AUFGABE 1:
Beantworte die folgenden Fragen zum Meinungsbeitrag über die Corona-Lockerungen:
(a) Welches Land hat den Kampf gegen das Corona-Virus laut Beitrag etwas früher begonnen?
(b) In welcher Reihenfolge sehen die internen Papiere der Regierung die Lockerungen vor?
(c) Weshalb kann der „Lockdown“ laut Beitrag nicht monatelang andauern?
AUFGABE 2: Schreib den Meinungsbeitrag über die Corona-Lockerungen nach seinem letzten Satz weiter.

TEXTAUSZUG:
|---|
Meinung Merkel macht (noch) nicht den Kurz
Meinung · Den Kampf gegen das Corona-Virus hat Österreich etwas früher und deutlich rigider begonnen. Abgesehen vom Ski-Ort Ischgl, aber das steht auf einem ganz anderen Blatt. Nun geht die Alpenrepublik bei ersten Lockerungen ebenfalls voran. Mit einem Fahrplan, wie das öffentliche Leben Schritt für Schritt wieder normalisiert werden soll. Ein Vorbild für Deutschland?
Kanzlerin Merkel will noch nicht den Kanzler Kurz machen. Das hat sie am Montag erneut betont. Doch Merkel wird wissen: Mit der Entscheidung der Österreicher wächst der Druck auf die Bundesregierung weiter, auch endlich den Bürgern hierzulande eine Perspektive zu eröffnen, inwieweit gegebenenfalls staatliche Einschränkungen zurückgefahren werden können.
Entsprechende Überlegungen gibt es in der Regierung, das hat Merkel am Montag wieder betont. Auch interne Papiere liegen vor, die abgestufte Maßnahmen vorsehen. Erst der Einzelhandel, dann die Restaurants und die Schulen. Nur reden will darüber noch niemand. Weil man nicht weiß, wie die Pandemie sich tatsächlich noch entwickelt – und auch weil man vermutlich den Bürgen keine falschen Hoffnungen machen möchte.
Der „Lockdown“ kann aber allein schon wegen den katastrophalen wirtschaftlichen Folgen nicht monatelang andauern, das liegt auf der Hand. Noch ist die Zustimmung groß, die Regierung wird getragen von einer Welle der Akzeptanz. Aber die Ungeduld bei vielen Bürgern wächst. Das hat die Bundesregierung aufmerksam registriert. Deswegen hat Merkel auch ein Versprechen abgegeben: Sobald es die Situation zulässt, werde man zu dem freiheitlichen Leben zurückkehren, dass die Deutschen kennen und schätzen. Alle staatlichen Eingriffe in Grundrechte und bürgerliche Freiheiten werden also zurückgenommen. Daran wird sich die Kanzlerin nach der Corona-Krise messen lassen müssen.
|---|
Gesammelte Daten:
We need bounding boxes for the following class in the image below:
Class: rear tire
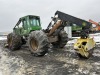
[52,30,68,48]
[28,31,49,56]
[7,33,22,50]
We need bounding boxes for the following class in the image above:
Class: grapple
[74,37,95,58]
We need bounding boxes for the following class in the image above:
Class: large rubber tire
[52,30,68,48]
[7,33,22,50]
[28,31,49,56]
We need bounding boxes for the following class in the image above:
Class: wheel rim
[30,38,38,51]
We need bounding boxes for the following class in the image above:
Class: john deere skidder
[7,11,95,56]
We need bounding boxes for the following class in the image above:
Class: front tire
[28,31,49,56]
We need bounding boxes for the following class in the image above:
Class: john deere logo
[82,22,86,26]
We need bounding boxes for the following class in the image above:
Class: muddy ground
[0,41,100,75]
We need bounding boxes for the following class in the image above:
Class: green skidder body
[13,15,42,36]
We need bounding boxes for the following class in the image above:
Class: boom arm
[46,11,91,36]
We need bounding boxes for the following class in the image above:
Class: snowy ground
[0,33,100,75]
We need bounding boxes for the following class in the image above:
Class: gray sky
[0,0,100,31]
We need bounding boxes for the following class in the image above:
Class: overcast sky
[0,0,100,31]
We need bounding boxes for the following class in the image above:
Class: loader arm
[46,11,92,36]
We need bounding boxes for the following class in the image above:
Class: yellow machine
[74,37,95,58]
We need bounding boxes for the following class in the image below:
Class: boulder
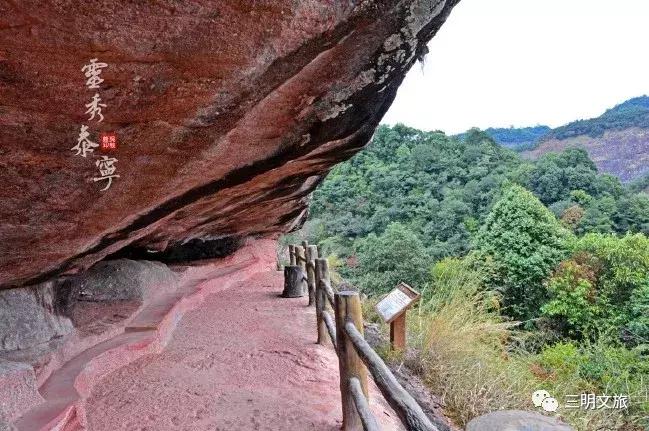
[0,0,459,288]
[0,281,73,352]
[69,259,178,302]
[0,359,43,424]
[466,410,574,431]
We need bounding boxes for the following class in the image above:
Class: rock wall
[0,281,72,352]
[0,0,458,290]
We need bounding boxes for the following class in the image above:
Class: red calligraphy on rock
[99,132,117,152]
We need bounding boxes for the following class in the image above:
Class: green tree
[476,186,569,320]
[352,223,430,294]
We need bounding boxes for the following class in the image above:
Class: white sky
[383,0,649,133]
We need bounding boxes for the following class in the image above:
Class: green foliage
[543,234,649,346]
[351,223,430,294]
[293,125,649,431]
[476,186,568,320]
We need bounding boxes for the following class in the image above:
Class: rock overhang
[0,0,458,287]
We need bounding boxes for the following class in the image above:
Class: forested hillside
[299,125,649,430]
[457,126,552,151]
[466,96,649,182]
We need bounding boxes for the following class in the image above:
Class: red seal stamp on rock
[99,132,117,152]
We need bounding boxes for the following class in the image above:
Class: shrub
[476,186,568,320]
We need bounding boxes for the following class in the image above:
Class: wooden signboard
[376,282,420,350]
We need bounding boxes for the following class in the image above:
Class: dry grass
[374,262,644,431]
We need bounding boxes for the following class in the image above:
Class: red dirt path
[86,271,401,431]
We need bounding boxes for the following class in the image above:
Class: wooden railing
[289,241,439,431]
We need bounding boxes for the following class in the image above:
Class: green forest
[291,125,649,430]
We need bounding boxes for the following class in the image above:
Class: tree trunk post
[390,311,407,352]
[295,245,306,274]
[282,265,306,298]
[288,244,296,265]
[334,291,368,431]
[315,259,329,344]
[306,245,318,305]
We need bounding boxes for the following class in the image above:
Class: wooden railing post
[334,291,368,431]
[295,245,306,274]
[306,245,318,305]
[288,244,296,265]
[315,259,329,344]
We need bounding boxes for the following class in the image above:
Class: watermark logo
[532,389,559,412]
[532,389,630,413]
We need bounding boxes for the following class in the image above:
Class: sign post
[376,282,421,351]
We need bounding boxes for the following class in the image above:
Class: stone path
[85,271,401,431]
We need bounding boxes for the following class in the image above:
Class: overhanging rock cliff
[0,0,459,288]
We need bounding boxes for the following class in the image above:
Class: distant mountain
[543,96,649,140]
[460,96,649,182]
[458,126,552,151]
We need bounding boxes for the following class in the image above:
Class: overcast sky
[383,0,649,133]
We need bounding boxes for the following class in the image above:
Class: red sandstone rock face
[0,0,458,287]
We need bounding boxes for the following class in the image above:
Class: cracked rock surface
[0,0,459,288]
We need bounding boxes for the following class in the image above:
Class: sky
[383,0,649,133]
|---|
LÖSUNG 1:
(a) Österreich.
(b) Zuerst der Einzelhandel, danach die Restaurants und die Schulen.
(c) Wegen der katastrophalen wirtschaftlichen Folgen.

LÖSUNG 2:
Bis nach Ostern dürfte sich Merkel mit ihrem Kurs noch retten können, auf ein Fest daheim ohne Verwandtenbesuche oder Ausflüge hat sie die Bürger bereits mehrfach eingeschworen. Stichtag ist dann aber der 14. April, wenn Merkel erneut mit den Ministerpräsidenten die Lage berät. Dann muss zwar kein genauer Exit-Termin verkündet werden. Das würde auch wenig Sinn machen, weil bei einer Pandemie Normalität nicht einfach wieder verordnet werden kann. Das Virus existiert ja nach wie vor – oder wie die Kanzlerin sagt: „Das Virus wird nicht verschwunden sein.“ Und einen Impfstoff gibt es noch nicht. Aber es muss dann klare Ansagen geben - in die einer oder die andere Richtung. Ansonsten wird die Ungeduld verstärkt in Unmut umschlagen.